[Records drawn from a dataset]
((

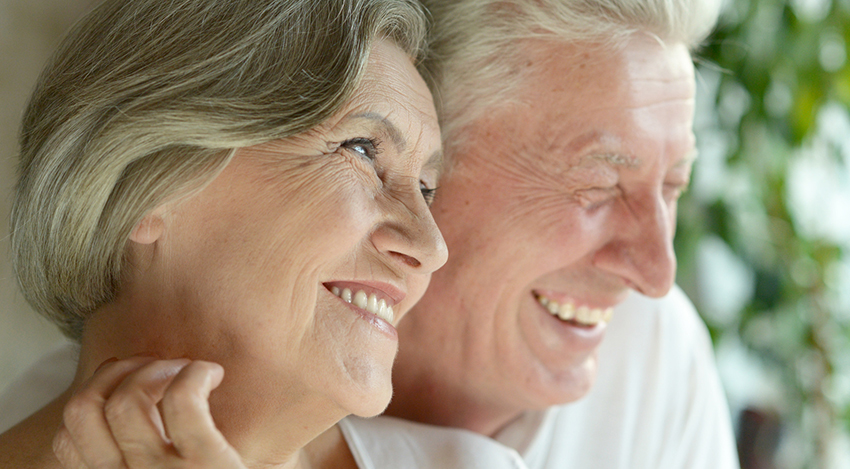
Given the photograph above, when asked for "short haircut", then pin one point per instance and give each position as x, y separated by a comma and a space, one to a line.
147, 100
474, 45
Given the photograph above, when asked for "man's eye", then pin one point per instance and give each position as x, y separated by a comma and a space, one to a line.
365, 147
593, 198
672, 192
427, 193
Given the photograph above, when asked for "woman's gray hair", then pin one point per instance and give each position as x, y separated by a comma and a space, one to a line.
475, 44
147, 100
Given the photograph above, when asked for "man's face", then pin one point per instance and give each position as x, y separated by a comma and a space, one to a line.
568, 198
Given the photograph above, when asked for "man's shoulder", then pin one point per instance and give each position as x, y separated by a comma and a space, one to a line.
670, 321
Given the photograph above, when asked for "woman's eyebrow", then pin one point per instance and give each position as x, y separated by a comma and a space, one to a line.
395, 134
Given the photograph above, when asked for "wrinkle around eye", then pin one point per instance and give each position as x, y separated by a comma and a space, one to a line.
595, 197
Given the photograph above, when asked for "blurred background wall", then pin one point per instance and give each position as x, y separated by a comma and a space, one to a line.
29, 31
763, 237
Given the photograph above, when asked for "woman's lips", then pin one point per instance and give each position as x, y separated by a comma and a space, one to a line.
375, 298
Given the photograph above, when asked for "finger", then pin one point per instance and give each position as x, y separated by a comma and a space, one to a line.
84, 420
67, 454
134, 417
186, 413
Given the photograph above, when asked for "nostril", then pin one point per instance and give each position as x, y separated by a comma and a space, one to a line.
411, 261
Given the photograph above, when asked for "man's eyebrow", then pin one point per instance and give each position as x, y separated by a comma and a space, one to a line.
614, 159
395, 134
689, 158
435, 161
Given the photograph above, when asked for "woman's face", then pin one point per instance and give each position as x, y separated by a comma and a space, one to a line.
250, 271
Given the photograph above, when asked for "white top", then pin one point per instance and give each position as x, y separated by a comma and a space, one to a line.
657, 404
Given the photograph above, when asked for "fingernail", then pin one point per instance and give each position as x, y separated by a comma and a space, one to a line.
106, 362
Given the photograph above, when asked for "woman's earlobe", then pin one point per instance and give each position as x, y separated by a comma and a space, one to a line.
150, 228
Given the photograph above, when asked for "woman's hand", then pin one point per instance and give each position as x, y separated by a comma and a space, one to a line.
145, 413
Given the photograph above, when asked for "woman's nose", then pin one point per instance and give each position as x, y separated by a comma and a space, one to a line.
411, 237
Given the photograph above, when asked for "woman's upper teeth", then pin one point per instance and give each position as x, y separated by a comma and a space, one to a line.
371, 303
583, 314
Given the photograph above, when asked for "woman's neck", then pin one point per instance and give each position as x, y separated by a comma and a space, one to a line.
269, 425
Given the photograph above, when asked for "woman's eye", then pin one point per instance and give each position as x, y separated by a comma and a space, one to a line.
427, 193
365, 147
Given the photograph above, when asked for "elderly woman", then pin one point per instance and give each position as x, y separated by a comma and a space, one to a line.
228, 195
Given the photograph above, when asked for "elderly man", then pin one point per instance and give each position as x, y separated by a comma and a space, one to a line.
567, 129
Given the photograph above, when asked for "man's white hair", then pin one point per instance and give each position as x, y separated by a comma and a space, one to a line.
474, 48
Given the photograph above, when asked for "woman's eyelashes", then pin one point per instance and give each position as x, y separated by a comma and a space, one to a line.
368, 148
427, 193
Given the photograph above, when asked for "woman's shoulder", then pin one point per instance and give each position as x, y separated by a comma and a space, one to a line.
29, 444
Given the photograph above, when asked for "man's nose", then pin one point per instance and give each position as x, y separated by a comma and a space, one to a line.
640, 247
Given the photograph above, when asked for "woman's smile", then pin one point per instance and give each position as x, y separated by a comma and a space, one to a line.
375, 298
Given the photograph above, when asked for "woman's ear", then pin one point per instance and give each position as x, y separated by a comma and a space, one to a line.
150, 228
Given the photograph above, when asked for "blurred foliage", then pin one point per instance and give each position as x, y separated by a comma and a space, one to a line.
764, 233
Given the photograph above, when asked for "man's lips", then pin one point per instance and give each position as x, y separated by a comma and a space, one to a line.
569, 310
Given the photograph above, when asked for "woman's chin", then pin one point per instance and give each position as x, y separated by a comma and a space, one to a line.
369, 400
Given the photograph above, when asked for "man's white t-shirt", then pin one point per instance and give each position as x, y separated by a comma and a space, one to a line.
657, 404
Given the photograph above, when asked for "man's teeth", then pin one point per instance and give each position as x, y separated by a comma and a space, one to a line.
582, 315
371, 303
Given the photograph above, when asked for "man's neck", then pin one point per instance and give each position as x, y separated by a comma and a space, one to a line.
420, 399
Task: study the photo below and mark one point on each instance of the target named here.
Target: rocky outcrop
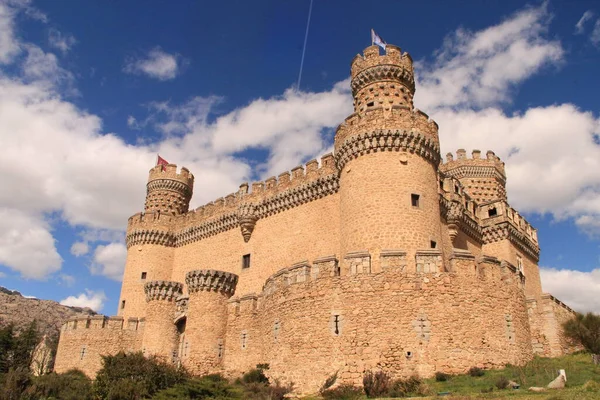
(49, 315)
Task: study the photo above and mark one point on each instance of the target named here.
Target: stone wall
(84, 340)
(402, 323)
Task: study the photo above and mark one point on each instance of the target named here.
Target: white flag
(377, 40)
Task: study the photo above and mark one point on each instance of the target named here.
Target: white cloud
(92, 299)
(579, 290)
(157, 64)
(109, 260)
(60, 41)
(67, 280)
(595, 35)
(480, 69)
(80, 248)
(26, 245)
(9, 46)
(580, 26)
(552, 147)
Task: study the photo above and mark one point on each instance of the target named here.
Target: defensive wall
(427, 266)
(84, 340)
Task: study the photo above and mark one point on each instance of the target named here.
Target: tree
(584, 329)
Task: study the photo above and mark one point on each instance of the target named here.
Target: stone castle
(378, 257)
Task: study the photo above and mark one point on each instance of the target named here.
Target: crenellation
(427, 266)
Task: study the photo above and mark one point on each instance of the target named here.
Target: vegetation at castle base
(584, 329)
(583, 380)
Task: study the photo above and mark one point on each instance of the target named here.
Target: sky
(91, 91)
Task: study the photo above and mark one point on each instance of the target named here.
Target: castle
(378, 257)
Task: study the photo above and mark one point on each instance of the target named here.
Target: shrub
(13, 384)
(376, 384)
(343, 392)
(329, 382)
(209, 386)
(256, 375)
(72, 385)
(407, 387)
(441, 377)
(133, 376)
(502, 382)
(476, 372)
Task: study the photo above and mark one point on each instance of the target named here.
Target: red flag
(161, 161)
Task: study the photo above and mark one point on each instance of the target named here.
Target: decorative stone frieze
(150, 236)
(162, 290)
(247, 219)
(387, 140)
(169, 184)
(505, 230)
(206, 229)
(211, 280)
(383, 72)
(393, 260)
(321, 187)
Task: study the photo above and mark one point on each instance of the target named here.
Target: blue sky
(91, 91)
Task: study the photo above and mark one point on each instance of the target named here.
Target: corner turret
(168, 191)
(484, 179)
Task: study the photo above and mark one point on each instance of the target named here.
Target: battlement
(497, 212)
(169, 171)
(397, 66)
(462, 162)
(102, 322)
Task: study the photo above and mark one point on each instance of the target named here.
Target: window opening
(414, 199)
(246, 261)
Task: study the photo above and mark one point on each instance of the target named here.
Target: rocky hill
(49, 314)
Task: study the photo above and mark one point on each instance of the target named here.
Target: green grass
(583, 381)
(538, 372)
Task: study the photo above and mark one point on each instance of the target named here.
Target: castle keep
(380, 256)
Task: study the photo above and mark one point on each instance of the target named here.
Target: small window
(246, 261)
(414, 200)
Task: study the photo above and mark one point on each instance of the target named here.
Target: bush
(329, 382)
(133, 376)
(256, 375)
(412, 386)
(502, 382)
(209, 386)
(376, 384)
(343, 392)
(72, 385)
(441, 377)
(13, 384)
(476, 372)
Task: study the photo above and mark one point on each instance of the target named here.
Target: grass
(583, 381)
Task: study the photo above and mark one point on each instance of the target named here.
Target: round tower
(150, 236)
(209, 291)
(168, 191)
(160, 333)
(387, 154)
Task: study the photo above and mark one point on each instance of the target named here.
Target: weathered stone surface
(378, 257)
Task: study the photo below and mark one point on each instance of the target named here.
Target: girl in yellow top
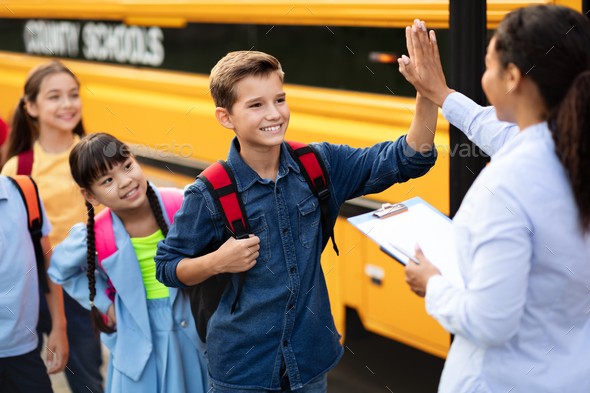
(48, 120)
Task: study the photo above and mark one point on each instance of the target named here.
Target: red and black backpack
(220, 182)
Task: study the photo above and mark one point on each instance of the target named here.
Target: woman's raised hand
(423, 68)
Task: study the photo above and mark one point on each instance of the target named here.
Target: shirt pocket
(259, 228)
(309, 220)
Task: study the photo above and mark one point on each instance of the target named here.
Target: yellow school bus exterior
(143, 68)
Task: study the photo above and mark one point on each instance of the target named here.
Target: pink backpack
(105, 236)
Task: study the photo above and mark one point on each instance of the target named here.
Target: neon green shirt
(145, 249)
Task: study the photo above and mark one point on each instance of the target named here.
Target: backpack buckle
(324, 194)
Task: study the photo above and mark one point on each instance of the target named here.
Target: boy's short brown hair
(236, 66)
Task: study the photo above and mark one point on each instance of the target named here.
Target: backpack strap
(172, 199)
(104, 239)
(221, 183)
(30, 195)
(25, 163)
(313, 169)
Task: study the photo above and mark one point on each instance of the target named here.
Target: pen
(405, 253)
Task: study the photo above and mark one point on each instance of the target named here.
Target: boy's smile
(260, 115)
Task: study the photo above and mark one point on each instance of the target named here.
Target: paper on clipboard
(423, 225)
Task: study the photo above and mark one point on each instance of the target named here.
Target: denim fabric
(284, 309)
(318, 385)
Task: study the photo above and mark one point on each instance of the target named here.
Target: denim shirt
(284, 308)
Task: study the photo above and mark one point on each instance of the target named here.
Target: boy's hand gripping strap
(222, 186)
(30, 195)
(315, 173)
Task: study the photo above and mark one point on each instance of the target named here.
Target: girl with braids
(523, 229)
(149, 328)
(46, 124)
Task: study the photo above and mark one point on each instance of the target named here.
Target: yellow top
(60, 194)
(145, 249)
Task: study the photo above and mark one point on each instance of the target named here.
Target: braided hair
(98, 320)
(93, 156)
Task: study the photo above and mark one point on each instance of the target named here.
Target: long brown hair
(551, 45)
(25, 129)
(92, 157)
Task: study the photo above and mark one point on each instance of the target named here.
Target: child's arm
(421, 134)
(69, 266)
(57, 343)
(199, 231)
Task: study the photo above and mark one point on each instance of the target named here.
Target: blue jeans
(318, 385)
(85, 351)
(23, 374)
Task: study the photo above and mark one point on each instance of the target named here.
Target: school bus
(144, 65)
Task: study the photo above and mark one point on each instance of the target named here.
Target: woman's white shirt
(521, 323)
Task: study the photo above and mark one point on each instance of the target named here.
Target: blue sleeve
(68, 268)
(360, 171)
(479, 123)
(196, 231)
(47, 227)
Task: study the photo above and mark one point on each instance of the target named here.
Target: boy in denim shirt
(282, 334)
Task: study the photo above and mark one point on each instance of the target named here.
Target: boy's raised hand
(236, 256)
(423, 68)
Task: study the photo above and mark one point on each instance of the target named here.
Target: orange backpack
(30, 195)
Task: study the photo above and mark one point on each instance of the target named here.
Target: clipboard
(421, 223)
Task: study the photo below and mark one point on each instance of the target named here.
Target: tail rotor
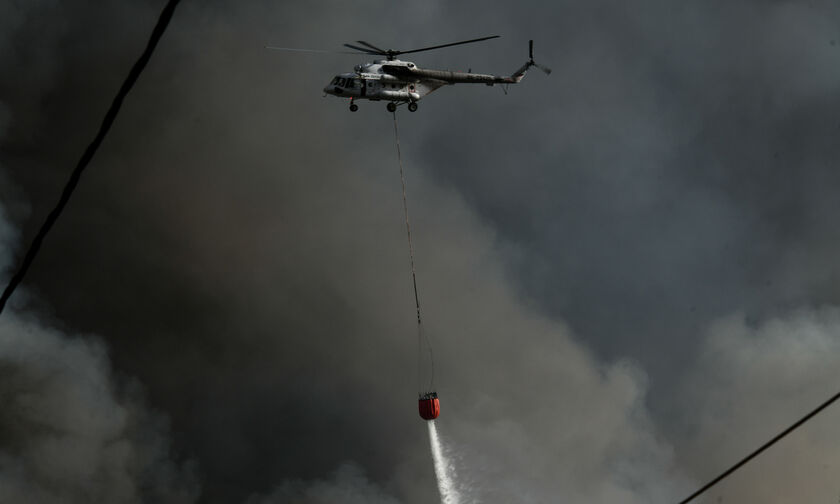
(531, 61)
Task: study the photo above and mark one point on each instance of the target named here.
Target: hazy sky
(627, 268)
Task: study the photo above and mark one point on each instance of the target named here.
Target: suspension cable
(110, 116)
(421, 337)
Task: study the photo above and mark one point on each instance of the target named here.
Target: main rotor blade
(447, 45)
(383, 51)
(364, 49)
(309, 50)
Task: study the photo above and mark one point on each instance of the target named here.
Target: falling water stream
(443, 469)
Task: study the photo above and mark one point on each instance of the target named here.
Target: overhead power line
(763, 447)
(133, 75)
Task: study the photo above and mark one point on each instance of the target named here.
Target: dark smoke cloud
(239, 247)
(69, 433)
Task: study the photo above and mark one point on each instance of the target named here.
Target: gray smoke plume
(582, 246)
(69, 432)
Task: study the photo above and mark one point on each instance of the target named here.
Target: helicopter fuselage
(403, 82)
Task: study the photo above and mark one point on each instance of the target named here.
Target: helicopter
(404, 83)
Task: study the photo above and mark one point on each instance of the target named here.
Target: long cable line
(87, 156)
(763, 447)
(420, 335)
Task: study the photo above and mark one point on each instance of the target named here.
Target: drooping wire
(421, 337)
(763, 447)
(133, 75)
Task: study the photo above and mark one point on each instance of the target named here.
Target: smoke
(239, 247)
(347, 485)
(71, 432)
(752, 379)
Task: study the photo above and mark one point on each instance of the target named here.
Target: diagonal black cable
(762, 448)
(133, 75)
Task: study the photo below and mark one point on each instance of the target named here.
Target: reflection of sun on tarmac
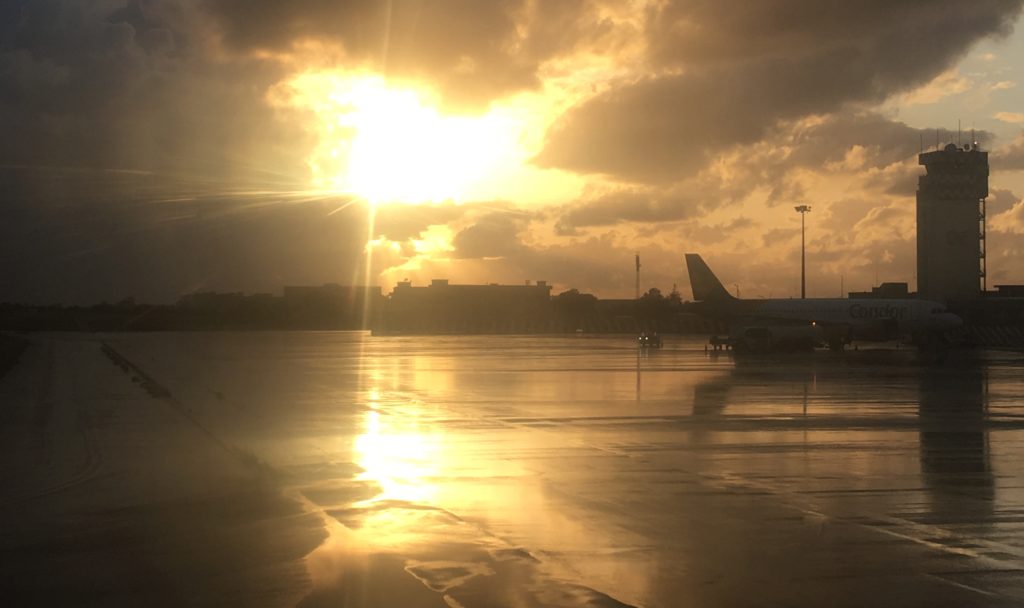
(400, 456)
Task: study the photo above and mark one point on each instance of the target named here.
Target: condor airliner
(780, 323)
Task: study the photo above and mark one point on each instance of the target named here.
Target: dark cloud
(472, 51)
(133, 86)
(1009, 158)
(885, 140)
(999, 201)
(493, 235)
(627, 205)
(401, 222)
(733, 73)
(81, 236)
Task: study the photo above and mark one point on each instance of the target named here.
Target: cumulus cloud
(730, 75)
(1010, 157)
(471, 51)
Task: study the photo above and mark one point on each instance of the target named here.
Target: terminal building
(951, 223)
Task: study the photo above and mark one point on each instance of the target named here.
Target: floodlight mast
(803, 210)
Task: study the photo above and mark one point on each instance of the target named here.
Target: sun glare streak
(388, 144)
(399, 457)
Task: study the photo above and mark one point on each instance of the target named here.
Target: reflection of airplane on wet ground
(796, 324)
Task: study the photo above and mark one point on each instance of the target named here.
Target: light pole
(802, 210)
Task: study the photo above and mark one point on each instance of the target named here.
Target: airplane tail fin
(704, 284)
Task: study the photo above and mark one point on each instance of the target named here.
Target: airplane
(802, 323)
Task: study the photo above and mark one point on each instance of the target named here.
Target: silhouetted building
(442, 307)
(332, 305)
(951, 222)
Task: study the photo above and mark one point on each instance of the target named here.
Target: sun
(391, 144)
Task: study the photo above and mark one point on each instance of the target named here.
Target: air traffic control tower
(951, 223)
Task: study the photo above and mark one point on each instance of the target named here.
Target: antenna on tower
(638, 277)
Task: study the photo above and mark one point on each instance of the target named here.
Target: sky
(158, 147)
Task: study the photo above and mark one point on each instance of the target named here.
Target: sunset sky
(154, 148)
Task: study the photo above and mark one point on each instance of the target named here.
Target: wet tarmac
(336, 469)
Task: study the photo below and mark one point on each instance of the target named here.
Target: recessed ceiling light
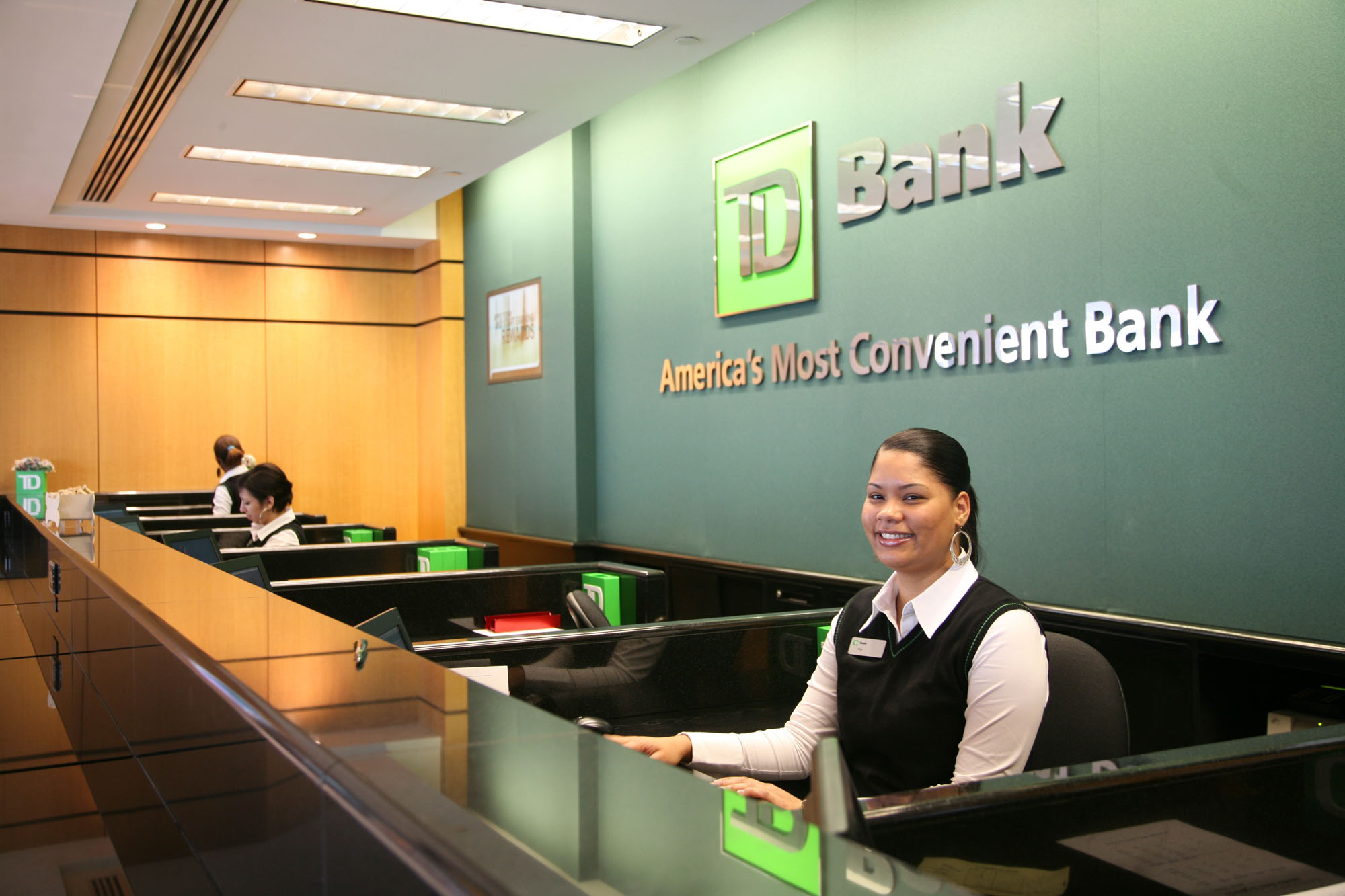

))

-- Work item --
Nothing but the lines from the one containing "Target: terminal building" to the last line of the records should be returned, exactly as they appear and without pictures.

-- Solved problem --
Target: terminal building
(951, 223)
Task: study the photo above and mark one point on each instance of the target named here.
Target: floodlight mast
(803, 210)
Task: study the photo above and mark one point on each instance of the target named here.
Target: sun glare streak
(388, 144)
(399, 457)
Task: study the photo above and mark one point on each instance of the target named here.
Target: reflection of airplane on wet ground
(796, 324)
Task: study the photo above and mark one point on each instance of the target named here.
Target: light pole
(802, 210)
Task: study the photo above and mark one point on each instance of the target named here.
Target: airplane tail fin
(704, 284)
Task: study the photo above and mark one point on each instance of the target named here.
Target: airplane
(802, 323)
Task: study the photo above and mark one point on each instance of the target named here.
Target: silhouetted building
(442, 307)
(332, 305)
(951, 222)
Task: study the photo above and mark one point on each instance of the target named here.
Target: sun
(391, 144)
Task: study the photo above and mark one point on each instance of the target named here.
Target: air traffic control tower
(951, 223)
Task: study the photo above and mark one point on each instance of the target named here.
Target: antenna on tower
(638, 277)
Task: study the photo above and mark one point on each instance of the target named here.
Target: sky
(158, 147)
Task: study the photo above and mark one point on each instance of the target named here.
Target: sunset sky
(154, 148)
Task: study the photo above and mark one point on each instance of the target named here.
Target: wet tarmac
(336, 469)
Task: study the photo below and mark one point on each instance of the target named here.
Target: recessed ceiling light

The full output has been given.